**Work to be completed**. Give back exactly the lines from the one that includes "Query: stone embankment wall" to the last line below, both included, and no further lines.

**Working data**.

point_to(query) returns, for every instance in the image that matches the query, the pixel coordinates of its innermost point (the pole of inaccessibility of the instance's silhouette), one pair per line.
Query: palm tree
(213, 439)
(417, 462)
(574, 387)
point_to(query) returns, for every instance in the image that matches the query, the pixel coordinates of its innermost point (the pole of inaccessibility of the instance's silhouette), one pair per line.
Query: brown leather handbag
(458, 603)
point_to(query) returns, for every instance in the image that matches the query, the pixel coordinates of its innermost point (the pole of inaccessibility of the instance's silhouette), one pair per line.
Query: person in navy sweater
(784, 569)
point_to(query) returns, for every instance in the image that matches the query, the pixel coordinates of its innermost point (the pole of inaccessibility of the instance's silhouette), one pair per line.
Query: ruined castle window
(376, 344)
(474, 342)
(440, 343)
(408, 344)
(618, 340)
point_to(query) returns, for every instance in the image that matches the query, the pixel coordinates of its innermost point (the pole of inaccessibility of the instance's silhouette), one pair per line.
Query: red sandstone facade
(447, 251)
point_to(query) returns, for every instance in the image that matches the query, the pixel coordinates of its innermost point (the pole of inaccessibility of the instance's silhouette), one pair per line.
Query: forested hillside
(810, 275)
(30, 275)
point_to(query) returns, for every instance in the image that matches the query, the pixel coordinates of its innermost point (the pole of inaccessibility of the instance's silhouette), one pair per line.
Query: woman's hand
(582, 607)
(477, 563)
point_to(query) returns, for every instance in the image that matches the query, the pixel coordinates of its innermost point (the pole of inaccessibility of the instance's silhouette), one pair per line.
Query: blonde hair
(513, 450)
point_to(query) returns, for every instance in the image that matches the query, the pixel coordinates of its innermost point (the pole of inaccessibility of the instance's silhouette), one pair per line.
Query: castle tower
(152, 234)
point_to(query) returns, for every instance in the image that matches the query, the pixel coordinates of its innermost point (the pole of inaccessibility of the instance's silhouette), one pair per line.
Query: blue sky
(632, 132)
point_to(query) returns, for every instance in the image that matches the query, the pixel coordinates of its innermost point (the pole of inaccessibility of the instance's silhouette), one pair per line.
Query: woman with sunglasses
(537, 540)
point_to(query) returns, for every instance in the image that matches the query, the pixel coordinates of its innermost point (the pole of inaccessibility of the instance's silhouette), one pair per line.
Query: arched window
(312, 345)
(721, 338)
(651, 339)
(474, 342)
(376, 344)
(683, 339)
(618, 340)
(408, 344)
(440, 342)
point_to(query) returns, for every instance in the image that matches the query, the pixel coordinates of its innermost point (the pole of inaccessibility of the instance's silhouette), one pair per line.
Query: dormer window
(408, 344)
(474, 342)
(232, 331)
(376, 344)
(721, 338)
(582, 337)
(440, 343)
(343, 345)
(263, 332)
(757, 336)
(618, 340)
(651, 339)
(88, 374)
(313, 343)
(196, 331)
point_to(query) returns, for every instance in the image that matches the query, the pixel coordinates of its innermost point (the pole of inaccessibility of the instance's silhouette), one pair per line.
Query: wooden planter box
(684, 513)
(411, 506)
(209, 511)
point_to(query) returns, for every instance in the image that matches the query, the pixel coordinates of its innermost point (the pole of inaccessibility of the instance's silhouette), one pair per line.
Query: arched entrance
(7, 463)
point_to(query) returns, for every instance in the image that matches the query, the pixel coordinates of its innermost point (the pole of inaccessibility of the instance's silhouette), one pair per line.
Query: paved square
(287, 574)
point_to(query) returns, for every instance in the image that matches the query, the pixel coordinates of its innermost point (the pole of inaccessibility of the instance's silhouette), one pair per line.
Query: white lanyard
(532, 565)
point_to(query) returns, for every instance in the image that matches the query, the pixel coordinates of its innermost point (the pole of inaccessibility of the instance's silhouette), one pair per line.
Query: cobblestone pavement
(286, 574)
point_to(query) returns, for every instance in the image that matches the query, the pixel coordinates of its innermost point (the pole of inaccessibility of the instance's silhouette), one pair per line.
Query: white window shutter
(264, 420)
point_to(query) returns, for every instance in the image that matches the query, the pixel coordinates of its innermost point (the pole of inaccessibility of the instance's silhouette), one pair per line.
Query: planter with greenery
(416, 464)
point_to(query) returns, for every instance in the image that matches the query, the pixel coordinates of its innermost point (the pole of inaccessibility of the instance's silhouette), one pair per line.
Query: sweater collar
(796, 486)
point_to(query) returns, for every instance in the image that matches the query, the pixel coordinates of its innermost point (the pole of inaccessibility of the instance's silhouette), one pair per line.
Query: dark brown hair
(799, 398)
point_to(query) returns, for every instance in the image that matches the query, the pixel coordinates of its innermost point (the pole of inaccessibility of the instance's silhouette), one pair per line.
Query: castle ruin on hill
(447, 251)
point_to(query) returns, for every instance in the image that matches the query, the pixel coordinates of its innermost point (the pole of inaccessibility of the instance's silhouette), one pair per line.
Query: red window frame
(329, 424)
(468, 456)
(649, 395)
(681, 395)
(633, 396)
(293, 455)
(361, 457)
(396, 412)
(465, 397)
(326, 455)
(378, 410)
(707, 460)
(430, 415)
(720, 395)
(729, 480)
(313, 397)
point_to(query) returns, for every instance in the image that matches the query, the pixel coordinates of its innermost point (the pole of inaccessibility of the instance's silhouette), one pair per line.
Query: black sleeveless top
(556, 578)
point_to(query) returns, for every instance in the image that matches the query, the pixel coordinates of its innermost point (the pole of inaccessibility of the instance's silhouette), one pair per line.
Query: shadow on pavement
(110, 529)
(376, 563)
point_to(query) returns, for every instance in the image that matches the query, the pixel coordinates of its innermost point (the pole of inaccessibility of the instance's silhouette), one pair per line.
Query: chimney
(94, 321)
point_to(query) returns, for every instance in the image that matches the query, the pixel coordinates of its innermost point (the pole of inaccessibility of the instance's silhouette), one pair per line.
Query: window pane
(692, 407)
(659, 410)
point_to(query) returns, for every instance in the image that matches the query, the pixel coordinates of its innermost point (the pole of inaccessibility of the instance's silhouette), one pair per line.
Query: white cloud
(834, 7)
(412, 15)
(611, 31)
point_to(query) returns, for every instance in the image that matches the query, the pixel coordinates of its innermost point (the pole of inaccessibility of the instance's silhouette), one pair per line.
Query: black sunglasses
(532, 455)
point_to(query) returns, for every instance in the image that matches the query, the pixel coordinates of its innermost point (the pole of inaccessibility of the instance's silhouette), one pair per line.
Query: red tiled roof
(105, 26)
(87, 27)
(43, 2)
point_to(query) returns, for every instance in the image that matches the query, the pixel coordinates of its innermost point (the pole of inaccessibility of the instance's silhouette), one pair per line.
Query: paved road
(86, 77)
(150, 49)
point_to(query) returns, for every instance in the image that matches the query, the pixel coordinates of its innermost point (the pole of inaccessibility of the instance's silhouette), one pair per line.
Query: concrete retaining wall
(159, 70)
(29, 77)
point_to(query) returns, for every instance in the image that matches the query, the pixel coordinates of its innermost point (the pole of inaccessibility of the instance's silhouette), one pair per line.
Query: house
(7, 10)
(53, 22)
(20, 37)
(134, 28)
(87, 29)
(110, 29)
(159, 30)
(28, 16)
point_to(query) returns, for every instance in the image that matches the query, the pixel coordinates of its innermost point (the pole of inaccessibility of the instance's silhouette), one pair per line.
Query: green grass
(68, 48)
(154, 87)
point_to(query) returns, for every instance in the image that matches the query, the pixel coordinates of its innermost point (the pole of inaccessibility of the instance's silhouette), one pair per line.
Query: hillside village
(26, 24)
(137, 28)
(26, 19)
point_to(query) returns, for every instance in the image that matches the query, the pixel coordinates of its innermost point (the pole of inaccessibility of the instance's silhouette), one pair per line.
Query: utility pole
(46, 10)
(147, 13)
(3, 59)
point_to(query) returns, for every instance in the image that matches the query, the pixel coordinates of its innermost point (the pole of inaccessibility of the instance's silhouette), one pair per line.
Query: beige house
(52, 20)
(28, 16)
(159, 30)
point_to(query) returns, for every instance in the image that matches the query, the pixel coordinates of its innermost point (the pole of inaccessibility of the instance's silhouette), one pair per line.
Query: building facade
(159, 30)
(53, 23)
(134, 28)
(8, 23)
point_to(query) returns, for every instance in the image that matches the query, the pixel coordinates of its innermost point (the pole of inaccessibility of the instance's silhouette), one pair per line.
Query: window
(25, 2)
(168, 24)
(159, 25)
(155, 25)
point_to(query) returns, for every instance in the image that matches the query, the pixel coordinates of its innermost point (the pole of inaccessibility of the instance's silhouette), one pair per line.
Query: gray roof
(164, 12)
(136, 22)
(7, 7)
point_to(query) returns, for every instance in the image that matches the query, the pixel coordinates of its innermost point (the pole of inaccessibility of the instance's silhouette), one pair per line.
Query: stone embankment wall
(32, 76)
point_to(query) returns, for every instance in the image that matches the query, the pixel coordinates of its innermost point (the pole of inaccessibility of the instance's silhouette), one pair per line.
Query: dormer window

**Exercise answer**.
Query: stone embankment wall
(32, 76)
point_to(query) returns, for every instance in the image that matches the query, the pixel coordinates of its innermost point (the pole of inaccessibility of the instance's silhouette), one pair per line.
Query: dormer window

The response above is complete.